### Action item
The records below must be repeated exactly, but without their pictures.

### Input records

-*-

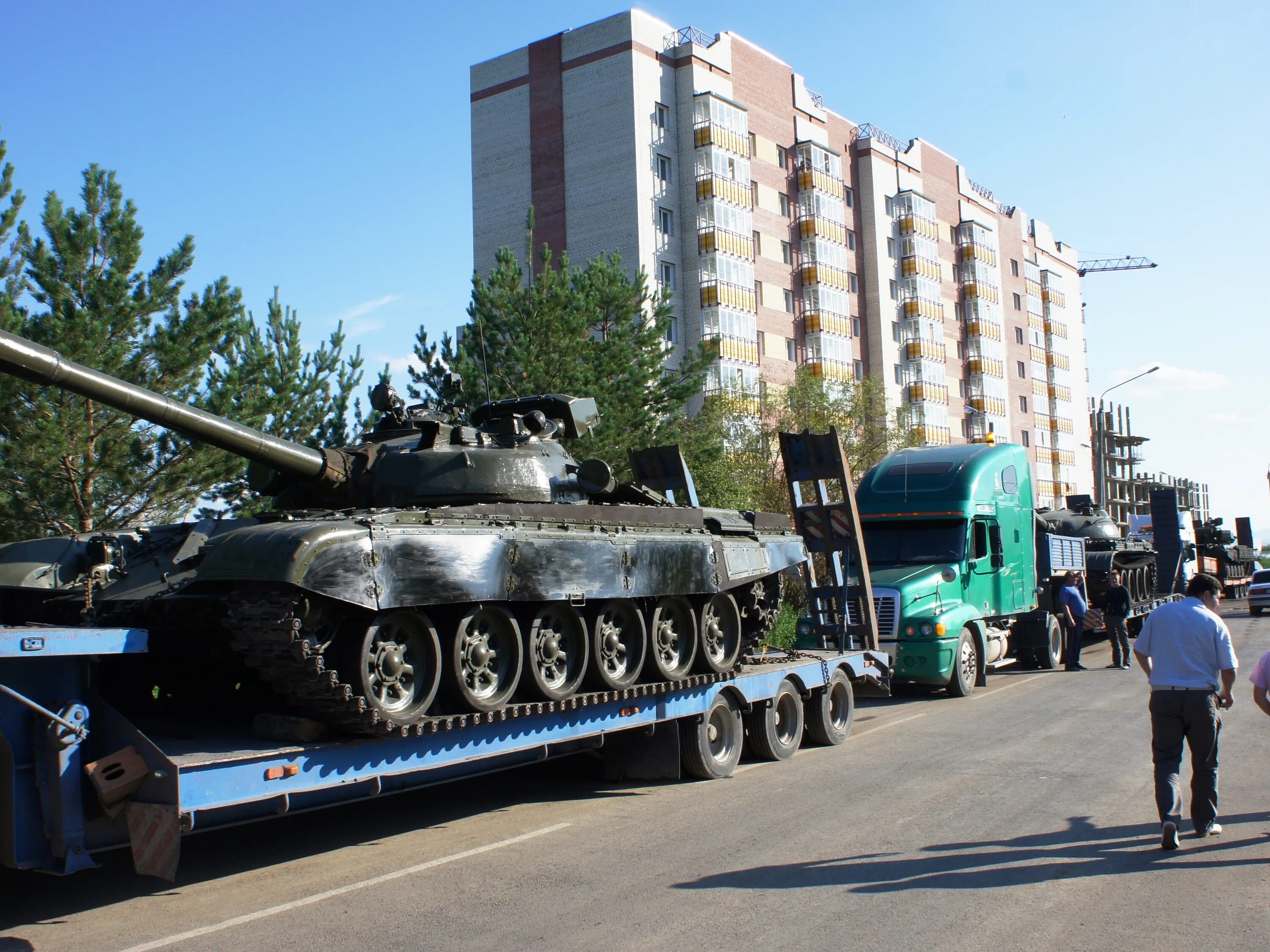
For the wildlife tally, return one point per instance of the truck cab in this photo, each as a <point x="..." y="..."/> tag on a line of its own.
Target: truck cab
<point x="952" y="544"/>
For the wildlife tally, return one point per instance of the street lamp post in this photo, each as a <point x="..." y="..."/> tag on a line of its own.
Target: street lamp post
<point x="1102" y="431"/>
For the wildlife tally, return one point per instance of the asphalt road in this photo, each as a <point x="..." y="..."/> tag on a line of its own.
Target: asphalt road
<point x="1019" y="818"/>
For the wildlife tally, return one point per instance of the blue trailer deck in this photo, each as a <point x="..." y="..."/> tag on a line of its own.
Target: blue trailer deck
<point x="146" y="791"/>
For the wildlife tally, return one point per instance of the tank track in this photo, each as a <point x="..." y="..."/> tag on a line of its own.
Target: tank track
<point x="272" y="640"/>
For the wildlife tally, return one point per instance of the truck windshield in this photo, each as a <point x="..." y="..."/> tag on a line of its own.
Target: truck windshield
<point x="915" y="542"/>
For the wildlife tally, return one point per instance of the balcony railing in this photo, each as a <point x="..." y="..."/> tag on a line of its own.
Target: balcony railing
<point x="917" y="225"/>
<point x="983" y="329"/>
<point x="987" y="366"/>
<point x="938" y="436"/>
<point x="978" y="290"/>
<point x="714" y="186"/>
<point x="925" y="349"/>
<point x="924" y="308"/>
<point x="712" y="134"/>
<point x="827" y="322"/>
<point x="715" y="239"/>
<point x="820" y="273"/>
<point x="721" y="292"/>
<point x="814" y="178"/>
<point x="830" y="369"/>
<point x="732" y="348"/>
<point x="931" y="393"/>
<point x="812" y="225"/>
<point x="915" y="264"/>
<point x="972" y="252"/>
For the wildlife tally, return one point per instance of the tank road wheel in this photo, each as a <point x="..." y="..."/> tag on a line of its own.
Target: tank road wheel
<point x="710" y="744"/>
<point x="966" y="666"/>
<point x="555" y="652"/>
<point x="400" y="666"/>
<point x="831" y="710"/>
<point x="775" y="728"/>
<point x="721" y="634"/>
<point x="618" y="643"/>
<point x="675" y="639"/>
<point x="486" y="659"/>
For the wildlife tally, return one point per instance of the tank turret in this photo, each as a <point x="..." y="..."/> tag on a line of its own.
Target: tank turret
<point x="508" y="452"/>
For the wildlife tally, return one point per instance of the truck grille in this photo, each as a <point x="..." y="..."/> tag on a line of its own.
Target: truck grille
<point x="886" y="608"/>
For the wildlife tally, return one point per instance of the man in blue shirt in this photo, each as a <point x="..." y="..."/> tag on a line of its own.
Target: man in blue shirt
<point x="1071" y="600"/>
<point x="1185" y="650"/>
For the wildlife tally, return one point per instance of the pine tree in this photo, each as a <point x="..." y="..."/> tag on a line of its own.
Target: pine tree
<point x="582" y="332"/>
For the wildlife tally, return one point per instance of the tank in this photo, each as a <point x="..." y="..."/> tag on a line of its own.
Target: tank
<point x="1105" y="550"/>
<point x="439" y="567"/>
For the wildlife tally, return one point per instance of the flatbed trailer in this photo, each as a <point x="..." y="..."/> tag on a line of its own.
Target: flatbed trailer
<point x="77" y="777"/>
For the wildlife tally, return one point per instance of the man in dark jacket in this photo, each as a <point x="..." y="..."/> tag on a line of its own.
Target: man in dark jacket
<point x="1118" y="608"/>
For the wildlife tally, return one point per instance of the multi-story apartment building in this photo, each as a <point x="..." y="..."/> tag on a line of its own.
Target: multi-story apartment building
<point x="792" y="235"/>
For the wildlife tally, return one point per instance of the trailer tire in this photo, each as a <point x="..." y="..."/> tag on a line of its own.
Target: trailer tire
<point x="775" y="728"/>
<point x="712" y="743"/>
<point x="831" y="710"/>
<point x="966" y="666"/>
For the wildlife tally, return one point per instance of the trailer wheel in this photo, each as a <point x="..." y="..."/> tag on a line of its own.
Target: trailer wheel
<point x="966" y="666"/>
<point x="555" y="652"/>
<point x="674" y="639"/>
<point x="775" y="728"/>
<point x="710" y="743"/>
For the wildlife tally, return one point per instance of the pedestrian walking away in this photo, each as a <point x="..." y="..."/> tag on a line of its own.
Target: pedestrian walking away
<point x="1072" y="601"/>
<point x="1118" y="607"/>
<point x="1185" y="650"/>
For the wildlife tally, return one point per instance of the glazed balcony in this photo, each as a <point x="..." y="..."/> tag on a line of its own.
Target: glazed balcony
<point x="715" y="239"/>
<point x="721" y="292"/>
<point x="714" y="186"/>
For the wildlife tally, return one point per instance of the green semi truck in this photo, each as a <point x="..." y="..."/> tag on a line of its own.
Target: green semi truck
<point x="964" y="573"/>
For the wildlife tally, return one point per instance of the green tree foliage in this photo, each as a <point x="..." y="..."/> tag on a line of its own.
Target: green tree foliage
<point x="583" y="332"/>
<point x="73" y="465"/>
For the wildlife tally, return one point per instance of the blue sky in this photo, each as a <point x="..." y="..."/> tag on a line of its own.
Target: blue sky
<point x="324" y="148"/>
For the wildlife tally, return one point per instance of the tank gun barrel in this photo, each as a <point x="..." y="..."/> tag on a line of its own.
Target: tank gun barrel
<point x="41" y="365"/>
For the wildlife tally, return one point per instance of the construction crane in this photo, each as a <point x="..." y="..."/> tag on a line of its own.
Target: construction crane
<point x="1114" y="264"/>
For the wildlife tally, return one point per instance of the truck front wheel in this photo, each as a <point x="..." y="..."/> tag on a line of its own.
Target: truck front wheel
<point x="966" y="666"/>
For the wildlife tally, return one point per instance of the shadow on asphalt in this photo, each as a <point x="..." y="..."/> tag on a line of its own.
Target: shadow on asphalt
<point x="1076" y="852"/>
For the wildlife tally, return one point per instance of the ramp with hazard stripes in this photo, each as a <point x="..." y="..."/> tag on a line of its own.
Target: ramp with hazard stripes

-*-

### Reply
For the wildlife tally, return one point per instance of the truck cab in this photo, each as a <point x="..." y="..."/> tag on a line of its own.
Target: truck cab
<point x="952" y="544"/>
For the wildlife tally, return one point per instance of the street lamp post in this photo, each as a <point x="..." y="..."/> tag on a line of its own.
Target: street lamp post
<point x="1102" y="431"/>
For the wildlife tally, return one point per instance of the asphalt road in this photo, each as a <point x="..." y="..."/> tag on a line of its own.
Target: asphalt road
<point x="1019" y="818"/>
For the wildlife tally, return one point per instance of the blue trailer deck in this photo, each as a <point x="..." y="..."/> tag on a line of its own.
Target: blue trailer deck
<point x="146" y="791"/>
For the wildlife tally, return one point per instance of the tank track in this photo, each as a <point x="..." y="..."/> tag on a line of its own.
Target: tank track
<point x="272" y="640"/>
For the wildlife tally, return one point per instance of the truck windshield in this photo, each as a <point x="..." y="..."/> tag on a line of its own.
Target: truck windshield
<point x="915" y="542"/>
For the wildlife tally, return one point per instance of the balcony railing in this photo, each as a <point x="..." y="..."/> tag on a line of its own.
Target: balcony railing
<point x="917" y="225"/>
<point x="983" y="329"/>
<point x="987" y="366"/>
<point x="938" y="436"/>
<point x="978" y="290"/>
<point x="714" y="186"/>
<point x="925" y="349"/>
<point x="924" y="308"/>
<point x="712" y="134"/>
<point x="827" y="322"/>
<point x="715" y="239"/>
<point x="820" y="273"/>
<point x="721" y="292"/>
<point x="814" y="178"/>
<point x="830" y="369"/>
<point x="732" y="348"/>
<point x="931" y="393"/>
<point x="812" y="225"/>
<point x="915" y="264"/>
<point x="972" y="252"/>
For the wildlife tally, return one point per instance of the tank road wheel in this photo, each as a <point x="..." y="..."/> tag on a line of its own.
Target: tank road wheel
<point x="710" y="744"/>
<point x="966" y="666"/>
<point x="555" y="652"/>
<point x="400" y="666"/>
<point x="831" y="710"/>
<point x="775" y="728"/>
<point x="721" y="634"/>
<point x="618" y="643"/>
<point x="675" y="639"/>
<point x="486" y="659"/>
For the wildlife tally, return one point per instance of the tank turret in this photo, each as a <point x="..." y="..."/> tag on a line of its own.
Target: tank turret
<point x="508" y="452"/>
For the wildlife tally, return one point per instance of the truck grille in this photo, each as a <point x="..." y="..."/> tag on a line of its own.
Target: truck grille
<point x="886" y="608"/>
For the wildlife tally, return one point per instance of the man in blue shirt in this photo, each as a <point x="..." y="..."/> tag on a line of its own.
Target: man in blue shirt
<point x="1071" y="600"/>
<point x="1185" y="650"/>
For the wildlife tally, return one point per instance of the pine tree in this photo, each as a <point x="..." y="..."/> tag on a line of its own.
Target: pine tree
<point x="582" y="332"/>
For the wildlife tally, return one point per instance of the tank in this photo, each as a <point x="..." y="..."/> tag on a line of its own.
Target: tank
<point x="1105" y="550"/>
<point x="439" y="567"/>
For the wildlife tally, return one point per instance of the flatbed trailer in this photo, each as a <point x="..." y="..."/> tag on a line of its own.
Target: flatbed trailer
<point x="77" y="777"/>
For the wildlife tally, return one point per instance of the man in dark jacket in this photo, each as a <point x="..." y="..."/> tag on a line of its own.
Target: man in dark jacket
<point x="1118" y="608"/>
For the wildlife tally, return one point per instance of the multi-story apartment building in this photo, each as a <point x="..." y="..."/> tag on a line of its own.
Target: multi-story apartment building
<point x="792" y="235"/>
For the wildlife tally, return one point per instance of the trailer tire in this photo, each as a <point x="..." y="..."/> tag on a line of its own.
Target: trailer tire
<point x="775" y="728"/>
<point x="712" y="743"/>
<point x="831" y="710"/>
<point x="966" y="666"/>
For the wildlife tally, return one point per instance of the trailer wheel in this photo, each as a <point x="..." y="..."/> tag on a line of its own.
Target: trailer wheel
<point x="966" y="666"/>
<point x="555" y="652"/>
<point x="674" y="639"/>
<point x="775" y="728"/>
<point x="710" y="743"/>
For the wildlife tally, return one point per instance of the pedestrian walking away in this photo, each as a <point x="..." y="..."/> tag on a line of its own.
Target: pedestrian walking away
<point x="1072" y="601"/>
<point x="1118" y="607"/>
<point x="1185" y="650"/>
For the wildlife tally, return one point per instance of the glazed balcony in this photo, each as a <point x="..." y="..."/> tag on a line of its own.
Target: glazed balcony
<point x="715" y="239"/>
<point x="721" y="292"/>
<point x="714" y="186"/>
For the wildlife tally, return one point per instance of the green semi truck in this photo, each as a <point x="..." y="..."/> tag on a line of its own.
Target: green semi truck
<point x="964" y="573"/>
For the wildlife tally, return one point per instance of the green tree foliage in this photo, each as a <point x="..." y="..."/> tag on a line of its own.
Target: green tree foliage
<point x="583" y="332"/>
<point x="73" y="465"/>
For the wildlife tally, return one point per instance of the blue sky in this photo, each as a <point x="..." y="..."/> tag on a line of its own.
Target: blue sky
<point x="324" y="148"/>
For the wildlife tally, return one point per instance of the tank gun barrel in this photo, each as a <point x="..." y="..."/> tag on a line of its own.
Target: tank gun barrel
<point x="41" y="365"/>
For the wildlife tally, return one point per instance of the construction crane in this photo, each as a <point x="..." y="..."/> tag on a line of its own.
Target: construction crane
<point x="1114" y="264"/>
For the wildlife tally, return one point per instance of the truck front wheel in this photo, each as a <point x="..." y="..."/> tag on a line of its own.
Target: truck front wheel
<point x="966" y="666"/>
For the wildlife tally, return one point per instance of the shadow on asphalt in this photo, each as a <point x="..." y="..."/> tag on a line of its own.
Target: shadow on asphalt
<point x="1076" y="852"/>
For the wildlife tally, return one point per instance of the ramp with hazard stripes in this photo, each as a <point x="..." y="..."/> tag on a line of its own.
Target: ramp with hazard stripes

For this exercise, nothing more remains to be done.